• [DOCUMENT EXCERPT]
#####
Hugs and Condolences to Kemara and her family in this sad time.

New York City Utopia said...

Ah! Krista stole my words! :-)
Before I read everyone's comments, mine was going to be exactly that:
I love you!

Condolences to Kemara

Carole W said...

Brandy - the company of Geeks is a lovely thing!

To your question – How do you look at what's to come without quailing?

Yipes. Here I was, tooling around like Alfred E. Neuman (now you'll know that I'm an OLD Geek), thinking What? Me worry?, and luxuriating in the adrenaline rush of having finished a chapter, mixing up a pitcher of margaritas, lazing on the porch like there's plenty of tomorrows. And now ...

;-) Just kidding. Sort of.

I have had the end of the story in mind from the beginning - it's taken an awfully long time to get around to the last parts though, hasn't it.
#####
• [INPUT]
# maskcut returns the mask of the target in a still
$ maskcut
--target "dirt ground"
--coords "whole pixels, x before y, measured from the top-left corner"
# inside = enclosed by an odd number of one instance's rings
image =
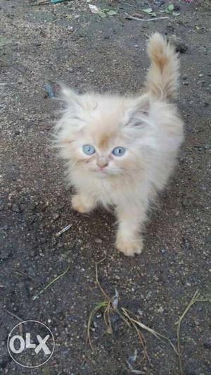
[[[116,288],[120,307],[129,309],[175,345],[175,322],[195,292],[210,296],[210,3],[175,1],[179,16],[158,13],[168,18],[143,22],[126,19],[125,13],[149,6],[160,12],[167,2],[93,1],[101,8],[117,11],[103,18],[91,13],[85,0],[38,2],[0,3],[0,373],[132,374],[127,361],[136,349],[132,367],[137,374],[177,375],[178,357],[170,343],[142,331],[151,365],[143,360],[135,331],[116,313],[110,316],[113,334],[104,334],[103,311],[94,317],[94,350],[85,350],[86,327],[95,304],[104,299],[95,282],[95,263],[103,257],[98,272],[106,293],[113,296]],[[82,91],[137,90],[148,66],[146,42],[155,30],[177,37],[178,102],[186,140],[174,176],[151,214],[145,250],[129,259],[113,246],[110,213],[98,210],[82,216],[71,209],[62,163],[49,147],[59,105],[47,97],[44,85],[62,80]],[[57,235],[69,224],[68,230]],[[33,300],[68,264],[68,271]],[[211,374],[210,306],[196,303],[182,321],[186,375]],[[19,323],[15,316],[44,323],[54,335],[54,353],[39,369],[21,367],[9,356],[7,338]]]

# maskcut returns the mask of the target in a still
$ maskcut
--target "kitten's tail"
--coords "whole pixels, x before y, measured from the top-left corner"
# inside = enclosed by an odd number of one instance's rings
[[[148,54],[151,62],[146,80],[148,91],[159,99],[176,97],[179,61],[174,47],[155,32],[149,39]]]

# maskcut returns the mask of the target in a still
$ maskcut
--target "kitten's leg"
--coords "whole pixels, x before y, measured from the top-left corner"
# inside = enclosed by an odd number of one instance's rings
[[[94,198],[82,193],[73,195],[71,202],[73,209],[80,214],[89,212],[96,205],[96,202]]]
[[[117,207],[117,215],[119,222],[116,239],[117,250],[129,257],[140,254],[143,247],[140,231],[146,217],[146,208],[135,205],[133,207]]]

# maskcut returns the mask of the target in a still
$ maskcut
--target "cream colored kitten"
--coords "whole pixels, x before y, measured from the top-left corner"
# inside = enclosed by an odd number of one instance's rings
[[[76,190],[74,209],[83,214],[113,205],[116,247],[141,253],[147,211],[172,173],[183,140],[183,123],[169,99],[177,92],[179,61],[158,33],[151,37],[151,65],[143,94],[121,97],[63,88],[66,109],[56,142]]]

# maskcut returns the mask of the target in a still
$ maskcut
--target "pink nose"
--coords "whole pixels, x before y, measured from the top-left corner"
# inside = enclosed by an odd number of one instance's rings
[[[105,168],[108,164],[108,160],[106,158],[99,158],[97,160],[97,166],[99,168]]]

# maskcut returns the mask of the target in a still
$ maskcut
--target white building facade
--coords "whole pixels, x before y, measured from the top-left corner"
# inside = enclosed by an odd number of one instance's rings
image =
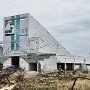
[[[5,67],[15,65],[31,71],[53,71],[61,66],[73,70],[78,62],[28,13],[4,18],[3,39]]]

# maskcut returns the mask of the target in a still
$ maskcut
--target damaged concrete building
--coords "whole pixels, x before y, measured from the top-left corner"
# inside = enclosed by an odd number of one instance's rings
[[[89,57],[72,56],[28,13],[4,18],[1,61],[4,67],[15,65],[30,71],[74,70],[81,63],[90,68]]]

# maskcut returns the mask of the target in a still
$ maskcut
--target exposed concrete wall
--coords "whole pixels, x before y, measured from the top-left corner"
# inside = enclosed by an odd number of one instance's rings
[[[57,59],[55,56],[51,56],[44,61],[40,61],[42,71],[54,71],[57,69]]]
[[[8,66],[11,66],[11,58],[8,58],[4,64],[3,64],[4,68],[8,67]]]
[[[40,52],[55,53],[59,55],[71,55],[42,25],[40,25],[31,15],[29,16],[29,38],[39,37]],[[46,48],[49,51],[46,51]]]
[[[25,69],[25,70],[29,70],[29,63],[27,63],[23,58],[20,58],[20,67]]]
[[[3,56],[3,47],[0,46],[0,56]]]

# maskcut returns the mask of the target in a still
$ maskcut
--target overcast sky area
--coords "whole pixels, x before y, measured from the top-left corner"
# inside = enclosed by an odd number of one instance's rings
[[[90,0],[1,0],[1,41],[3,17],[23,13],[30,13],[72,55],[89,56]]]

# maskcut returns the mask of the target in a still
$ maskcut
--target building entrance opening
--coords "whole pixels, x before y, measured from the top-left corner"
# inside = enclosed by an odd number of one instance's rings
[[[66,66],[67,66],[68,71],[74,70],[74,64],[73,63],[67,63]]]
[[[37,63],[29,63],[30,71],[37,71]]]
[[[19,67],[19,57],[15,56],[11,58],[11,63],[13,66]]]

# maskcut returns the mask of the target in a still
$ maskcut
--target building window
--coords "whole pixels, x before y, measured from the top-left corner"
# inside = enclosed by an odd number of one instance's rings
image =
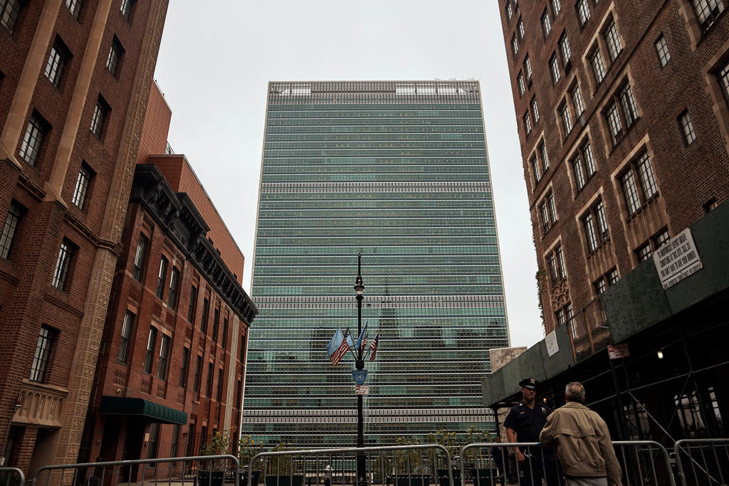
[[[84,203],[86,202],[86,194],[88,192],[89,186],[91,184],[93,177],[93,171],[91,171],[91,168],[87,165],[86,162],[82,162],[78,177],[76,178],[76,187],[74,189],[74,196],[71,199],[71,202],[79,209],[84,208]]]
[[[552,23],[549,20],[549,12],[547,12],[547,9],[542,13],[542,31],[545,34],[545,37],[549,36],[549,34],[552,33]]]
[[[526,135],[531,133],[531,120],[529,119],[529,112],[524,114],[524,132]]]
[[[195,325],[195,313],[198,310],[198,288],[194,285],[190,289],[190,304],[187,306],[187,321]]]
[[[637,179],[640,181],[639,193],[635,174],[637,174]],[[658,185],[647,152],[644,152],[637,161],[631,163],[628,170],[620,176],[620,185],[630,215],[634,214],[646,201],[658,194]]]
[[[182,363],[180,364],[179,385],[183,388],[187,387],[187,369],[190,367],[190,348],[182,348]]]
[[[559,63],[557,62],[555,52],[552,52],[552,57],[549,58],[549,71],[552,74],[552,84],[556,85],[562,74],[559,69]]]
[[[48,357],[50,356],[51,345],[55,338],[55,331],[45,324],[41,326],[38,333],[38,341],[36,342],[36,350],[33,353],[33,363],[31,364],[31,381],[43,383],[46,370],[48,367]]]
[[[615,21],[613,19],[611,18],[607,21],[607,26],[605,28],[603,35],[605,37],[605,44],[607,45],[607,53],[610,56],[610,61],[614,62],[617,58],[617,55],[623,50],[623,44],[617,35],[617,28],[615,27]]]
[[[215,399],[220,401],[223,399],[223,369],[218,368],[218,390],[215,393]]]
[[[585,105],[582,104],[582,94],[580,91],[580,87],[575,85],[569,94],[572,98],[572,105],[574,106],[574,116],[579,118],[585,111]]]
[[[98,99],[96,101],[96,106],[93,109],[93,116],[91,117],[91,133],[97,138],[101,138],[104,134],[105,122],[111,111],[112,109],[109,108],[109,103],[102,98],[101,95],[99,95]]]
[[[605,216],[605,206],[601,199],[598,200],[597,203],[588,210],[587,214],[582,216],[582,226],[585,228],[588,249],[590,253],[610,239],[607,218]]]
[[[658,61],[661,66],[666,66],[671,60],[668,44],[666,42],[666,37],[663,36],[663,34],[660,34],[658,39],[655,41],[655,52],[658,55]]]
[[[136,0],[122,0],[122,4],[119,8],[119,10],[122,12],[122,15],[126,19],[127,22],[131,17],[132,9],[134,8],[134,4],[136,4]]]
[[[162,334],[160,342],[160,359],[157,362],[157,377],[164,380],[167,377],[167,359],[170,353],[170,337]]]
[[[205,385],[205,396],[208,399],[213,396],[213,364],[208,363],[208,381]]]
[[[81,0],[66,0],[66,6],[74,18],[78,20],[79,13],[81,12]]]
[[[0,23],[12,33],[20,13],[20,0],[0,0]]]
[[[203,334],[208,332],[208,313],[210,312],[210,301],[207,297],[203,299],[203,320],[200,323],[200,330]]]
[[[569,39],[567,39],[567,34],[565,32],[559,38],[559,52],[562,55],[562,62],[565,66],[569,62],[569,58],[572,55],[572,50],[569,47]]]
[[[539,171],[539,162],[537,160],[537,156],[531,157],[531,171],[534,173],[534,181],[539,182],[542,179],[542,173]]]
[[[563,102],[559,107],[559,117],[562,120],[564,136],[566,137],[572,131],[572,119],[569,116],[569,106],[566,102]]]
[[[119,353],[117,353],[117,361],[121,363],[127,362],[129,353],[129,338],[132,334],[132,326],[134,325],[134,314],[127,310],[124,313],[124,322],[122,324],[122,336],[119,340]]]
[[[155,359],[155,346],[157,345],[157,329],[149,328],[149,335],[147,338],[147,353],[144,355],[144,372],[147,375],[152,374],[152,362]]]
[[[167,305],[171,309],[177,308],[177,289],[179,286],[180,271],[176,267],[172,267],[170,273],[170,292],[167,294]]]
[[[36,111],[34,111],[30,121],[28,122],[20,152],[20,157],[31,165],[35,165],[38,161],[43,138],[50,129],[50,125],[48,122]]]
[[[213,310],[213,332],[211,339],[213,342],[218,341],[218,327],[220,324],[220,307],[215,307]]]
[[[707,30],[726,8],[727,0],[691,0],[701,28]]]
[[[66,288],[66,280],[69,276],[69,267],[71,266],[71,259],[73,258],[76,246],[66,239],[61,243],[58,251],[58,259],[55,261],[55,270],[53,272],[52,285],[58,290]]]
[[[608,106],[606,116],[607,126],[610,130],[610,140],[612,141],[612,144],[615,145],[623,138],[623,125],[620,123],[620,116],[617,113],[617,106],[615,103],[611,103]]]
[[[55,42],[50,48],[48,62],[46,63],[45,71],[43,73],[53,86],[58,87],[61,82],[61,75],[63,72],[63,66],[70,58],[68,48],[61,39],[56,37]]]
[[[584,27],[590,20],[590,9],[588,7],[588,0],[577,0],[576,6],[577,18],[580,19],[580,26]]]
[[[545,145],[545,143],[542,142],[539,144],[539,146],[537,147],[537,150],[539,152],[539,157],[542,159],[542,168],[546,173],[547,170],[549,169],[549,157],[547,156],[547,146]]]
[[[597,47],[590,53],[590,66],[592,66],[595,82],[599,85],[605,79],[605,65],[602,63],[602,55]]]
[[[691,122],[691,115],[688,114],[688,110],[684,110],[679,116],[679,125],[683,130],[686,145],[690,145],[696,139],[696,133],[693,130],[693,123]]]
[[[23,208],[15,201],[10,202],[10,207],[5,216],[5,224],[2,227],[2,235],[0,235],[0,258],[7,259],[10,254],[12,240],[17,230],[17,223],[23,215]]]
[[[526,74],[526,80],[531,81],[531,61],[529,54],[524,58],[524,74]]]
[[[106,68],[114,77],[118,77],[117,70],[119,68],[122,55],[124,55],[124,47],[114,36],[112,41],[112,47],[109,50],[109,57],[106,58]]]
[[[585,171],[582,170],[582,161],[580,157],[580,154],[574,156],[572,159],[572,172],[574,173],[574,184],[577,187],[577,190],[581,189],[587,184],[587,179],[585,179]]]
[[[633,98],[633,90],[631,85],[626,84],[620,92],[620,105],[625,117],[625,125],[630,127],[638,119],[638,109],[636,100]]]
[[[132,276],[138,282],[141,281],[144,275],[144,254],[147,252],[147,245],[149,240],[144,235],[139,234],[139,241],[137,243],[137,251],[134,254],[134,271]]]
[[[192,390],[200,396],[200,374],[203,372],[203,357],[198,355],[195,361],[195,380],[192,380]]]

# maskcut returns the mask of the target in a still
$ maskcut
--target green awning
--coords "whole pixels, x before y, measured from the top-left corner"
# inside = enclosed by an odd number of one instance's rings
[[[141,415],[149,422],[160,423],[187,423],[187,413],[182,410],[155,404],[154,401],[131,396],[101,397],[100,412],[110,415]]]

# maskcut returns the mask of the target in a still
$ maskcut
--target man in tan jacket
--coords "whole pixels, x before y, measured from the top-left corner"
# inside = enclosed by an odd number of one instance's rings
#####
• [EXERCISES TO COMPLETE]
1. Translate this sentence from the blog comments into French: "Hugs and Condolences to Kemara and her family in this sad time."
2. Pick out every line of the records that contains the word "building".

• [ANSWERS]
1. Câlins et condoléances à Kemara et à sa famille en ces temps difficiles.

2.
--target white building facade
--target damaged concrete building
--target building entrance opening
--target building window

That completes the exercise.